For $P_{1,n}$ and $P_{2,n}$ , it is not hard to obtain that their expectations are given by ${\mathbb E}[P_{1,n}] = \frac12n(n-1)p$ and ${\mathbb E}[P_{2,n}] = \frac12n(n-1)(n-2)p^2$ . Applying [Reference Feng, Hu and Su10, Theorem 3(iii)] yields that if $np\to\infty$ and $n^2(1-p)\to \infty$ ,

\begin{equation*} \sqrt{\frac{2p}{1-p}}\bigg(\frac{P_{1,n}-\frac12n(n-1)p}{np}, \frac{P_{2,n}-\frac12n(n-1)(n-2)p^2}{2n(n-2)p^2}\bigg)\buildrel \textrm{D} \over \longrightarrow (Z,Z), \end{equation*}

which implies that

(21)

\begin{equation} \sqrt{\frac{2p}{1-p}}\bigg({-}\frac{P_{1,n}}{np}+\frac{P_{2,n}}{n(n-2)p^2}\bigg) \buildrel \textrm{D} \over \longrightarrow Z. \end{equation}

To prove Theorem 2, by (20) and (21) it is sufficient to show that

\begin{equation*} \frac{R_n}{n\sqrt{p(1-p)}\,}\buildrel \textrm{P} \over \longrightarrow 0. \end{equation*}

That is, by Chebyshev’s inequality and the fact that ${\mathbb E}[R_n]=0$ , we only need to prove that

(22)

**Extracted information**

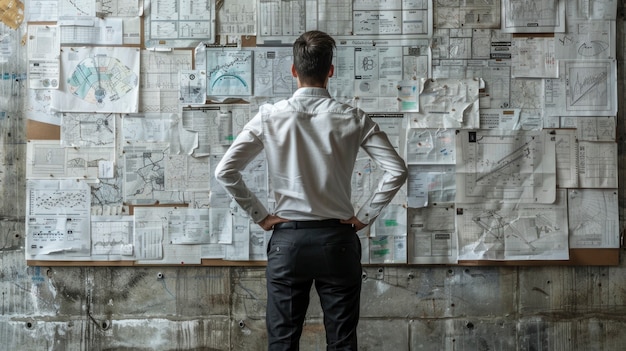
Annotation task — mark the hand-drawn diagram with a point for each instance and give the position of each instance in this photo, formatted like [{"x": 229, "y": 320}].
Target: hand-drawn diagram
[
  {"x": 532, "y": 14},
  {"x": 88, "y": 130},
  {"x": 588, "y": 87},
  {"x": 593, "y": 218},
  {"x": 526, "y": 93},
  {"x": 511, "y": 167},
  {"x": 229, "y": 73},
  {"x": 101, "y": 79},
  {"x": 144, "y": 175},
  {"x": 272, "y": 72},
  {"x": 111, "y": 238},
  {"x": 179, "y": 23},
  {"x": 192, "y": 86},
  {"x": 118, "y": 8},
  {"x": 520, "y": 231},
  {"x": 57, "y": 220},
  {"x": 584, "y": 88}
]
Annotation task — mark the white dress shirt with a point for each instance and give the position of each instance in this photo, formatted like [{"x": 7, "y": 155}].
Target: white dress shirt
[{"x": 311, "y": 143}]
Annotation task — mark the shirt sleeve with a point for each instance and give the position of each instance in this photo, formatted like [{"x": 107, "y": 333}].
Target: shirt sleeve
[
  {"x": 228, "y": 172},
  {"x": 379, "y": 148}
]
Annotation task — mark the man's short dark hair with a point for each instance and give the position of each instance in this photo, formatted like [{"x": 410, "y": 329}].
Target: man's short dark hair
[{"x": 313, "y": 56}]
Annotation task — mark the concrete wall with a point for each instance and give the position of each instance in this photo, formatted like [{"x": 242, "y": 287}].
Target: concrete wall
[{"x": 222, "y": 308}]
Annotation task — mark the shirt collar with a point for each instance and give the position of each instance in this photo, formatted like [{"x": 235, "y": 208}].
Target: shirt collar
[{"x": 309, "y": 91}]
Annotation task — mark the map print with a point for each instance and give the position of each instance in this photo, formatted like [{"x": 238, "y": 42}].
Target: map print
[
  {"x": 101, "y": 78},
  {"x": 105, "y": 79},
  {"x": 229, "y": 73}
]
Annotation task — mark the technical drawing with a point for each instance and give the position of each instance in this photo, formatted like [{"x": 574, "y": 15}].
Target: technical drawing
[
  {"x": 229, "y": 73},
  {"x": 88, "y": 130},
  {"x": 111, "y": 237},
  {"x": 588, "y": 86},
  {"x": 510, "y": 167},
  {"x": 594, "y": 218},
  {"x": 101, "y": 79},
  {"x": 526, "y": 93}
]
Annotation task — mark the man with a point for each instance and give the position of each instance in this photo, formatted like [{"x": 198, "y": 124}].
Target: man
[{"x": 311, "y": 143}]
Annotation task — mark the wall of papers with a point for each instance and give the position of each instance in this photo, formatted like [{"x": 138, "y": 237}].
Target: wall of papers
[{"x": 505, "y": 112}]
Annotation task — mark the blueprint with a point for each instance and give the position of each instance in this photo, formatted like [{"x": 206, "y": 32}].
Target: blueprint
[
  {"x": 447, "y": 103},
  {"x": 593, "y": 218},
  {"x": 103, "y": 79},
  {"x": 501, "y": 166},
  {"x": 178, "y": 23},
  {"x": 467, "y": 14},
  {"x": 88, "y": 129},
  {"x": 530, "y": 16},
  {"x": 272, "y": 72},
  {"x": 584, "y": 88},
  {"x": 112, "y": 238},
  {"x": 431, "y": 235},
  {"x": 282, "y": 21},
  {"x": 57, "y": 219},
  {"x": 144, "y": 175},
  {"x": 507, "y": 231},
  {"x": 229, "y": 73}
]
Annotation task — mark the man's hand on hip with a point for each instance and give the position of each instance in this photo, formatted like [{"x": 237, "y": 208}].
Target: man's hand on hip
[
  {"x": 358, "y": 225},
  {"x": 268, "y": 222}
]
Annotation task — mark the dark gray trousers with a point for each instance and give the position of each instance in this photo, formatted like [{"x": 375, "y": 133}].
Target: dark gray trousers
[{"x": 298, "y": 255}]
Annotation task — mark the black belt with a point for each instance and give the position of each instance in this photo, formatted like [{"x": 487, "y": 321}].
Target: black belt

* * *

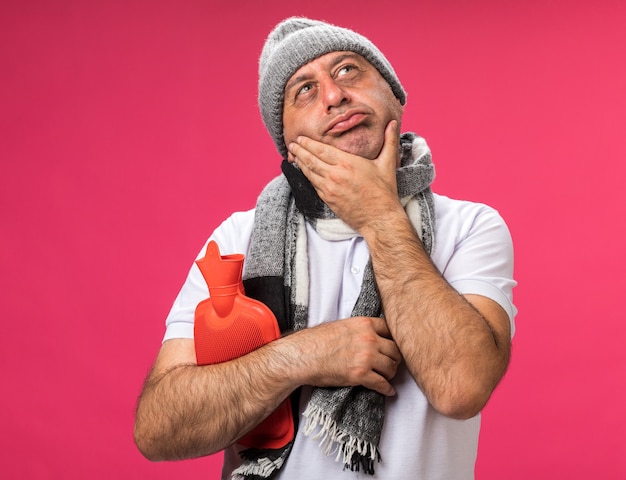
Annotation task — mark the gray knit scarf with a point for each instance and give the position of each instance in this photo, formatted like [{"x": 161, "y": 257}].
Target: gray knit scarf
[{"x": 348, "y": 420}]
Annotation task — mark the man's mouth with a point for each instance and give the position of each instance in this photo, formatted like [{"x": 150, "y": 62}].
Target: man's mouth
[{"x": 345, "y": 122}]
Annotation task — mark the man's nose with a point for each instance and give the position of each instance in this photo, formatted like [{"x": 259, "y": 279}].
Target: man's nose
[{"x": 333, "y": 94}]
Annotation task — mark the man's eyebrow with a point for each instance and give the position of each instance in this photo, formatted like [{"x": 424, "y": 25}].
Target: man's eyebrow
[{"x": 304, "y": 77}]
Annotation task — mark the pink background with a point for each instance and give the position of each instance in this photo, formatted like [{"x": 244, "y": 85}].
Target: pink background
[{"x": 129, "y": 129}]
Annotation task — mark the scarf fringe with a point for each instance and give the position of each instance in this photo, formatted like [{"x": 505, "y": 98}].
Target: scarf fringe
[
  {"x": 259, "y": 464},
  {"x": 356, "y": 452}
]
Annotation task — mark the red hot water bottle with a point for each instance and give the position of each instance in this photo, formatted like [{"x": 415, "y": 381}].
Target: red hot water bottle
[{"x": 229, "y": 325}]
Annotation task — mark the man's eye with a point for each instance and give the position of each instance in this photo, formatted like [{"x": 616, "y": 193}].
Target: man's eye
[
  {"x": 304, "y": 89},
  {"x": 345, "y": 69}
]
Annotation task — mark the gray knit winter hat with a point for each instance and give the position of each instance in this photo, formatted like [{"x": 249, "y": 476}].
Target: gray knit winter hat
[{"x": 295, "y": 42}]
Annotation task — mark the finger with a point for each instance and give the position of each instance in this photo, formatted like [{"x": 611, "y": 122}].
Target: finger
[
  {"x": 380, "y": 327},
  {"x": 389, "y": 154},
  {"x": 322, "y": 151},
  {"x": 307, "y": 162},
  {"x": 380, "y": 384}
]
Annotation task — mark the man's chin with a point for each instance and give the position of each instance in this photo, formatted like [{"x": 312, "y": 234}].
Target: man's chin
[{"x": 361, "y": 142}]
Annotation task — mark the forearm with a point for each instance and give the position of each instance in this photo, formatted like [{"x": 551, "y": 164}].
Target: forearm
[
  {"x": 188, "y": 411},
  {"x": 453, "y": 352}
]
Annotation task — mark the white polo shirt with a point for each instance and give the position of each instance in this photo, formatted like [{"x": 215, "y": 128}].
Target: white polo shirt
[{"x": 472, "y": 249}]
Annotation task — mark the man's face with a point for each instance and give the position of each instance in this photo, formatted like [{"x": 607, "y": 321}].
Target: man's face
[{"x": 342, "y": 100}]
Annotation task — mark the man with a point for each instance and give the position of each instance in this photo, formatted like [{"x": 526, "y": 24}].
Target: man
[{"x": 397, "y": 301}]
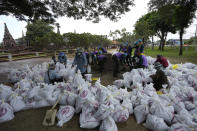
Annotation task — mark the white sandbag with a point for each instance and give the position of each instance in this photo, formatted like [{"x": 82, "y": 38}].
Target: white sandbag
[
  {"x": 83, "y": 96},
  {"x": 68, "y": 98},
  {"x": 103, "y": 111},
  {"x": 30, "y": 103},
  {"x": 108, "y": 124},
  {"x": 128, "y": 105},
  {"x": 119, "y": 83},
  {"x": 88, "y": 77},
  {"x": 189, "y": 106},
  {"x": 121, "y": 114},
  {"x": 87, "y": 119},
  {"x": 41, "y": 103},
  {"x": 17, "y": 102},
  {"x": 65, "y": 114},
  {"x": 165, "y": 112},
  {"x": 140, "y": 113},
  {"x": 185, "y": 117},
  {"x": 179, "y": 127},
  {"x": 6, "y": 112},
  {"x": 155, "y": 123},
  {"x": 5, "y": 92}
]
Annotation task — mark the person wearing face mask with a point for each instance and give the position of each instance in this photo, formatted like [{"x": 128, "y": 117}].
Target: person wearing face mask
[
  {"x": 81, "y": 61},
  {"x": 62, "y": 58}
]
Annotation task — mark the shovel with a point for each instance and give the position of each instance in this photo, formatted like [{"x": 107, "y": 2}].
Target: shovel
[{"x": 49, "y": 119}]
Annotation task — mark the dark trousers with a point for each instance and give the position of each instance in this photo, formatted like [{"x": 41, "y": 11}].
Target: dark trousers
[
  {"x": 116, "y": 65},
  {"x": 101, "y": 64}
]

**Exercise tasks**
a) For each statement about the proof excerpt, answer yes or no according to whether it agrees with the excerpt, and quote the deciding words. (i) The expectation of $P_{1,n}$ equals $\frac12n(n-1)p$. (ii) The cited theorem is applied under the conditions that $np$ and $n^2(1-p)$ both tend to infinity. (iii) Markov's inequality is used to reduce what remains to be proved.
b) Resume the proof excerpt from the point at which it stops.
The records are unrelated to anything asked here.

**Results of the tasks**
a)
(i) Yes: "${\mathbb E}[P_{1,n}] = \frac12n(n-1)p$".
(ii) Yes: "if $np\to\infty$ and $n^2(1-p)\to \infty$".
(iii) No: "by Chebyshev’s inequality and the fact that ${\mathbb E}[R_n]=0$".

b)
\begin{equation} \textrm{Var}[R_n] = o\big(n^2p(1-p)\big). \end{equation}

On the other hand, by symmetry, it follows by (18) that

(23)

\begin{align} \textrm{Var}[R_{n}] & = \textrm{cov}\Bigg(\sum_{i=1}^{n-1}\sum_{j=i+1}^n R_{ij}^{(n)},\sum_{i=1}^{n-1}\sum_{j=i+1}^n R_{ij}^{(n)}\Bigg) \notag \\ & = \frac{n(n-1)}{2}\textrm{cov}\Bigg(R_{12}^{(n)},\sum_{i=1}^{n-1}\sum_{j=i+1}^n R_{ij}^{(n)}\Bigg) \notag \\ & = \frac12n(n-1)\textrm{Var}\Big[R_{12}^{(n)}\Big] + n(n-1)(n-2)\textrm{cov}\Big(R_{12}^{(n)},R_{13}^{(n)}\Big) \notag \\ & \quad + \frac14n(n-1)(n-2)(n-3)\textrm{cov}\Big(R_{12}^{(n)},R_{34}^{(n)}\Big). \end{align}

To prove (22), we next estimate the variance and covariances in (23) separately. By the law of total expectation and (17), for the variance of $R_{12}^{(n)}$ we have

(24)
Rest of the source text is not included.